- Fragmento del documento
Leo con atención, y a la vez con cierta inquietud, diversidad de opiniones sobre las hazañas de Rafa Nadal, nuestro icono más admirado, un Aquiles sin su talón en plena era del brillo mediático, como espejo de virtud y modelo de semblanza, obediencia, sacrificio y rectitud para las nuevas generaciones.
Los valores que encierra nuestro tenista más universal cimentan un modelo de heroísmo que recuerda a las virtudes de personajes arquetípicos de la antigüedad. En ellos, humanidad, astucia y valentía se unían en una radiografía de una época en la que, como hoy, se necesitaba de un espejo en el que poder mirarse y a la vez, un modelo que poder admirar para poder seguir el camino. Un atisbo, al fin y al cabo, de esperanza.
Sin embargo, este encumbramiento definitivo de Nadal al olimpo del éxito arremolina a su alrededor cierta tendencia de posiciones preocupantes. Alimentan estas una idea de sacrificio con múltiples lecturas que conviene analizar con sosiego. Estas posiciones desembocan de forma directa en posturas que, de forma cíclica, nos vuelven a arrastrar hacia la llamada cultura del esfuerzo, y a los productos sociales que se consumen y se reproducen en virtud de ella: la disciplina, el afán de superación y el sacrificio personal como un elemento emancipador, aquello que hace del ser humano alguien libre.

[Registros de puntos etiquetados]
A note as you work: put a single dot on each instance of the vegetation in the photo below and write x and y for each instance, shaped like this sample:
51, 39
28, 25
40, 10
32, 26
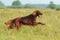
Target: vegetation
52, 5
50, 31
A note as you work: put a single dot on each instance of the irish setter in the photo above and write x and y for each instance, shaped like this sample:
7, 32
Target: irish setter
27, 20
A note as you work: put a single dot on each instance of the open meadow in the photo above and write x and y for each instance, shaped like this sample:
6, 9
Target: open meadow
49, 31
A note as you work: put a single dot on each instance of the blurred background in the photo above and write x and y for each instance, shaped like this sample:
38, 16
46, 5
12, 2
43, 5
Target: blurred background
53, 4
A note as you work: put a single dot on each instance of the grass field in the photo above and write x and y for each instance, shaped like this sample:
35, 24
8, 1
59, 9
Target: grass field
50, 31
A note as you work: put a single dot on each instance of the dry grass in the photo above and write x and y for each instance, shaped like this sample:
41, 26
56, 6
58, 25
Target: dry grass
50, 31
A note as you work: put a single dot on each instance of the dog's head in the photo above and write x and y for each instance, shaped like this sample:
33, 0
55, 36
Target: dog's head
37, 13
8, 22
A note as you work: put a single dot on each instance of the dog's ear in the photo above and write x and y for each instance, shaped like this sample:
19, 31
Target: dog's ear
34, 13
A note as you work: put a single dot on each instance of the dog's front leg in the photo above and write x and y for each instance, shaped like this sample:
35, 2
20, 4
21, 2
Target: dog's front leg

- Tus tareas
- a) Responde estas preguntas sobre el fragmento dedicado a Nadal:
(i) ¿Con qué personaje se compara a Nadal en el primer párrafo?
(ii) ¿Qué tres cualidades se unían en los personajes arquetípicos de la antigüedad?
(iii) ¿Hacia qué cultura arrastran de forma cíclica las posturas mencionadas en el último párrafo?
- b) Transcribe del fragmento dedicado a Nadal el pasaje comprendido entre "Sin embargo, este" y "humano alguien libre.", ambos incluidos.

- Respuestas por tarea
- a)
(i) Con Aquiles, un Aquiles sin su talón.
(ii) Humanidad, astucia y valentía.
(iii) Hacia la llamada cultura del esfuerzo.

- b)
Sin embargo, este encumbramiento definitivo de Nadal al olimpo del éxito arremolina a su alrededor cierta tendencia de posiciones preocupantes. Alimentan estas una idea de sacrificio con múltiples lecturas que conviene analizar con sosiego. Estas posiciones desembocan de forma directa en posturas que, de forma cíclica, nos vuelven a arrastrar hacia la llamada cultura del esfuerzo, y a los productos sociales que se consumen y se reproducen en virtud de ella: la disciplina, el afán de superación y el sacrificio personal como un elemento emancipador, aquello que hace del ser humano alguien libre.